ROWS ▸
-*-*-

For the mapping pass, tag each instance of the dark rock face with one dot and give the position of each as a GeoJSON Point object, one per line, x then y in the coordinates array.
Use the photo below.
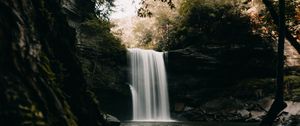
{"type": "Point", "coordinates": [41, 81]}
{"type": "Point", "coordinates": [198, 76]}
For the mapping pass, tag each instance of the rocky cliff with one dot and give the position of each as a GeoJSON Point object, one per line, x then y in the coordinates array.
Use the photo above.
{"type": "Point", "coordinates": [41, 80]}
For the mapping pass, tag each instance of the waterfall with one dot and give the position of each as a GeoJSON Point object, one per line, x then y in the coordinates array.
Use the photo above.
{"type": "Point", "coordinates": [149, 86]}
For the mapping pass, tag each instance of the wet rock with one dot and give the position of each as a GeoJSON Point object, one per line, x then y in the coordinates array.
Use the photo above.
{"type": "Point", "coordinates": [111, 120]}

-*-*-

PROBLEM STATEMENT ▸ Lay out the rows above as a two-column CSV with the header input,output and one line per row. Place each row's text and its answer in a single quoted field, with line breaks replaced by spaces, and omit the pictures.

OUTPUT BELOW ▸
input,output
"For the mapping pass, tag each instance of the dark rock face with one dot and give the position of each as a GeoJSON Point object, one per line, x then y in the coordinates array. Use the photo below.","{""type"": ""Point"", ""coordinates"": [41, 81]} {""type"": ""Point"", ""coordinates"": [198, 76]}"
"For the mapping pass, tag each instance of the rocky cliff with one dot and give the position of each as a GeoJSON Point object, one per line, x then y in the coordinates array. Use the photo above.","{""type"": ""Point"", ""coordinates"": [41, 80]}"
"For the mapping pass, tag each instance of the waterfall with one dot and give the position of each as a GeoJSON Point object, one per line, x then y in the coordinates array. Use the photo above.","{""type"": ""Point"", ""coordinates"": [149, 86]}"
"For the mapping pass, tag each instance of the wet rock with one dot and give the position of each as a GeoJSON Point object, one per line, x then y in the coordinates array. Use the photo above.","{""type"": ""Point"", ""coordinates"": [111, 120]}"